_Exercise goal_
The line containing "# put a marker on each instance of the horse's back" and every line after it through the end of the records: return those exactly, and nothing more.

_Materials provided_
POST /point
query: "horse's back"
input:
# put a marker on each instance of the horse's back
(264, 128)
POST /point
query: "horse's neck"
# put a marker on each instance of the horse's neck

_Solution for this exercise_
# put a marker on each instance of the horse's back
(264, 128)
POST /point
query: "horse's neck"
# put a marker on each instance of the horse's neck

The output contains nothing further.